[Records excerpted from a collection]
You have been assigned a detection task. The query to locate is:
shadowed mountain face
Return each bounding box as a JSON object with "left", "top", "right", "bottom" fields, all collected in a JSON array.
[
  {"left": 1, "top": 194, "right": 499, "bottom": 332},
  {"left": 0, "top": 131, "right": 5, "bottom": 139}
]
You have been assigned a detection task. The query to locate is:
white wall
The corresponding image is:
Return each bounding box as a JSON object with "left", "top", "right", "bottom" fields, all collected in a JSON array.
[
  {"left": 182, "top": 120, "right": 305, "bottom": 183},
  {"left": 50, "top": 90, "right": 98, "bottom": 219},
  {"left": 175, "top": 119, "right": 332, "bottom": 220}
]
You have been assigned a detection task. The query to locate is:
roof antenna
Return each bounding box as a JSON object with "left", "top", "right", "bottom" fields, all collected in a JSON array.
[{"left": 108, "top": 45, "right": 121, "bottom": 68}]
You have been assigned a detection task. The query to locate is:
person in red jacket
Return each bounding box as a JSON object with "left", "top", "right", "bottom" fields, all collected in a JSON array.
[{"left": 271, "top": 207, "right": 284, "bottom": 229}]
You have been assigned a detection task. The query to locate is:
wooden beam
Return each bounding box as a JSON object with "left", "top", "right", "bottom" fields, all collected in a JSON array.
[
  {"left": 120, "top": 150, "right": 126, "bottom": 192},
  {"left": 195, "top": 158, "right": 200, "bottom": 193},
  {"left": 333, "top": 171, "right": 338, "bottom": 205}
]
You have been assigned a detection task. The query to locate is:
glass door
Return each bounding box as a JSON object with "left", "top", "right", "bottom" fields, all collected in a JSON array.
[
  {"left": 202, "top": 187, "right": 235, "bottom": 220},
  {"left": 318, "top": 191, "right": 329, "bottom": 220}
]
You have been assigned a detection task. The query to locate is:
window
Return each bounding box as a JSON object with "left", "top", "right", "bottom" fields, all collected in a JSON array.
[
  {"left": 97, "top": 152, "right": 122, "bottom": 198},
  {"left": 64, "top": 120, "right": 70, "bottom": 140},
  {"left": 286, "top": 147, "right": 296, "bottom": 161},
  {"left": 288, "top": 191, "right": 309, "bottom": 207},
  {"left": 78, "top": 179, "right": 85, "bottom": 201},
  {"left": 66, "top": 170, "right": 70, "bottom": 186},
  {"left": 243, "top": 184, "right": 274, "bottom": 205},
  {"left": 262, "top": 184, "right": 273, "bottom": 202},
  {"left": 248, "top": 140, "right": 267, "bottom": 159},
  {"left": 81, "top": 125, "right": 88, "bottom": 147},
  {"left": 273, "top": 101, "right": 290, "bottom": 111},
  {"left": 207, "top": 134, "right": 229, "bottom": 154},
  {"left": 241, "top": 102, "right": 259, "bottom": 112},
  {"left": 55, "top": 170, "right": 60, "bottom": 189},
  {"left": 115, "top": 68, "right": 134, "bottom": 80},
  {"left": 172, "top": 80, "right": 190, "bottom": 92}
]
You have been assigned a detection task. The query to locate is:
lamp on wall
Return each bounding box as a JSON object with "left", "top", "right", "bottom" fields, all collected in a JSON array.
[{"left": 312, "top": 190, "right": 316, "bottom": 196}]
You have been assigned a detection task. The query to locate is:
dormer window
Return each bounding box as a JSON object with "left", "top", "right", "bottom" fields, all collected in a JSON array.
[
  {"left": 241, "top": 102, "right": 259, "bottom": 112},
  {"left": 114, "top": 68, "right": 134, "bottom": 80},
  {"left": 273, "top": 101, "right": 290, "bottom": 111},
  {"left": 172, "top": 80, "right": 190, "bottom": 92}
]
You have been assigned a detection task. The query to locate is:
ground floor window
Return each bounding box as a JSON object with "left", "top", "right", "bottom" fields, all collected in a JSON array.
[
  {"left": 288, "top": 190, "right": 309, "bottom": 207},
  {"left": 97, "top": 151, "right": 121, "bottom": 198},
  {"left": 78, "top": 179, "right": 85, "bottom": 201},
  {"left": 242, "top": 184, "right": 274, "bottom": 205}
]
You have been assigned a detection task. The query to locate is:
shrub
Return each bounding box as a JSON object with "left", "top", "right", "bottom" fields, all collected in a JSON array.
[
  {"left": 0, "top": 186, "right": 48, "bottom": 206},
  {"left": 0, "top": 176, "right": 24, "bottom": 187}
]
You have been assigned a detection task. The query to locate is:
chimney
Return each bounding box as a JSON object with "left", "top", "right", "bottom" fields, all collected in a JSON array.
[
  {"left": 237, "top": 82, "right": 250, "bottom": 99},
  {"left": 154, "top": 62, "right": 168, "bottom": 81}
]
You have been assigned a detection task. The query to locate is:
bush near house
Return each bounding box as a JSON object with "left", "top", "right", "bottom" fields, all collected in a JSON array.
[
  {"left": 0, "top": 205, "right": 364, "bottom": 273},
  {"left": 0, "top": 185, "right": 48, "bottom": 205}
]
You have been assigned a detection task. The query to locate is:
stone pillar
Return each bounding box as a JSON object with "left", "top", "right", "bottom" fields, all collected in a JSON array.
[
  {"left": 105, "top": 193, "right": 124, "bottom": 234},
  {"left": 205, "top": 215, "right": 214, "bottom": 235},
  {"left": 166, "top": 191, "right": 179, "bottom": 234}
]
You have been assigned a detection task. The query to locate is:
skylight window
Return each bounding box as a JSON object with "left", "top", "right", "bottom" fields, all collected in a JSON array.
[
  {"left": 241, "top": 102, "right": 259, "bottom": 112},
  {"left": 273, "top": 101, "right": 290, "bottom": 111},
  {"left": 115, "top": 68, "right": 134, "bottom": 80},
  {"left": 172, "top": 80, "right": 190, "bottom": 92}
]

▸ **TASK ITEM**:
Pick out the lines above that hold the string "window" and show them.

▸ **RESPONSE BELOW**:
window
dormer window
ground floor window
skylight window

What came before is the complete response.